= What you need to do =
Print the entries below word for word; the pictures stay out of your copy.

+++ Input data +++

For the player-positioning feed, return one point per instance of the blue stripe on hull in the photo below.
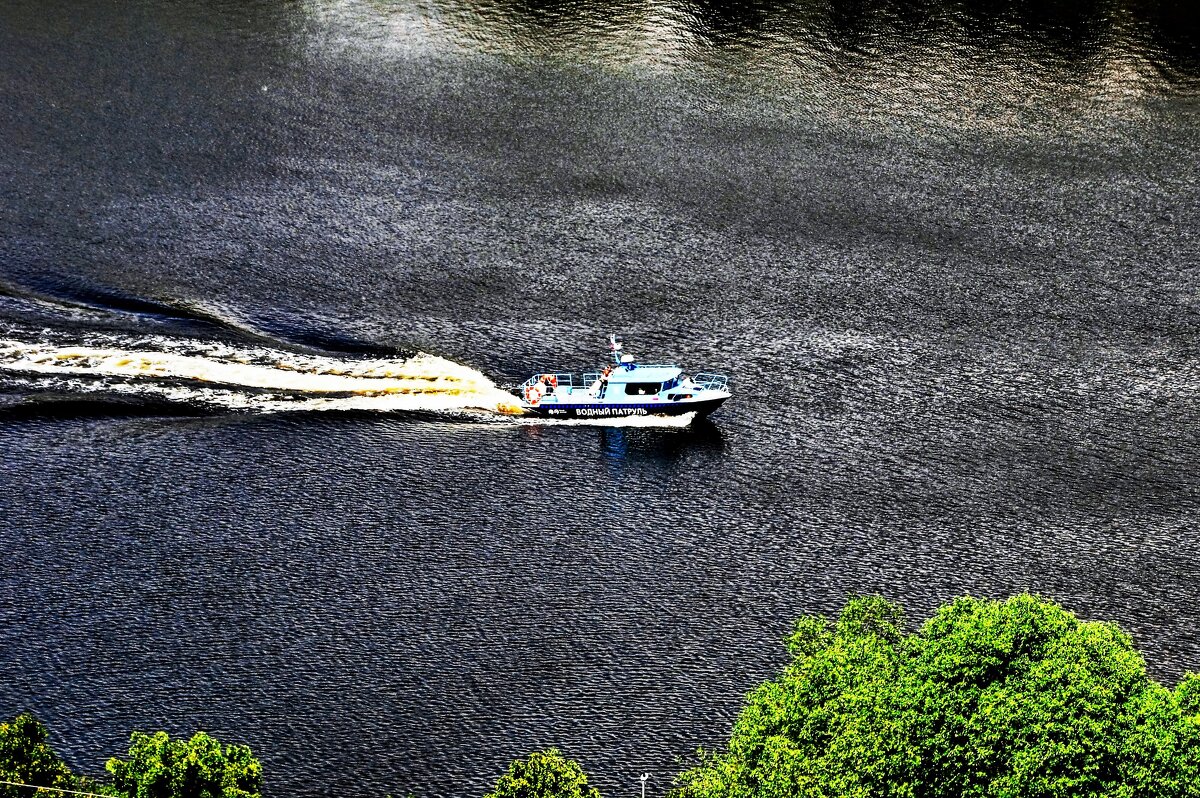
(552, 411)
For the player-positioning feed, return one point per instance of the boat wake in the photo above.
(228, 377)
(672, 421)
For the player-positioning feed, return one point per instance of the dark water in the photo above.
(947, 252)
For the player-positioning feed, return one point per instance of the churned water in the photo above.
(264, 264)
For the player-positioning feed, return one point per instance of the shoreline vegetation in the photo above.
(1011, 699)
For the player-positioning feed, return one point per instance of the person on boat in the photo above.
(604, 381)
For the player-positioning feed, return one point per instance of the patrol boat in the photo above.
(623, 388)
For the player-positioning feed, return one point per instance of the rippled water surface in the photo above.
(263, 264)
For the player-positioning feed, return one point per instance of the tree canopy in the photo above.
(160, 767)
(27, 757)
(989, 699)
(544, 774)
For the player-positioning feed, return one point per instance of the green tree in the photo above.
(160, 767)
(27, 757)
(1000, 700)
(544, 774)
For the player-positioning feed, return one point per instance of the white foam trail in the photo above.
(258, 378)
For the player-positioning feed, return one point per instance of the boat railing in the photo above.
(711, 382)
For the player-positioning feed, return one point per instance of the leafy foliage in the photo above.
(544, 774)
(160, 767)
(1014, 699)
(27, 757)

+++

= Solution =
For the player-positioning feed, return one point per instance of the blue stripe on hull in the photo below.
(552, 411)
For the player-positioning feed, return one point per instance of the boat wake in the photo above.
(228, 377)
(672, 421)
For the player-positioning feed, return one point per instance of the dark water in the photo above.
(947, 252)
For the player-positioning feed, return one point per instance of the churned water in the photo above.
(264, 264)
For the player-positioning feed, return one point per instance of the shoreline vegetation in the photo above.
(1011, 699)
For the player-positioning feed, return one point per instance of the person on boat in the photo above.
(604, 381)
For the player-positioning feed, return one point per instance of the patrol boat in the photo above.
(623, 388)
For the player-positioning feed, return one point per instance of the rippled water surface in the photo above.
(263, 264)
For the player-positioning feed, return one point per instance of the tree canopy in the photo above.
(160, 767)
(27, 757)
(989, 699)
(544, 774)
For the player-positioning feed, return one point per instance of the green tree in the photo above.
(160, 767)
(27, 757)
(1000, 700)
(544, 774)
For the player-positioning feed, return one point per instance of the white foam trail in the photo above.
(258, 378)
For the player-positioning feed, return one point per instance of the boat railing in the photo above.
(711, 382)
For the player-positioning feed, return one point per instance of the leafy foliage in the photo above.
(544, 774)
(160, 767)
(1014, 699)
(27, 757)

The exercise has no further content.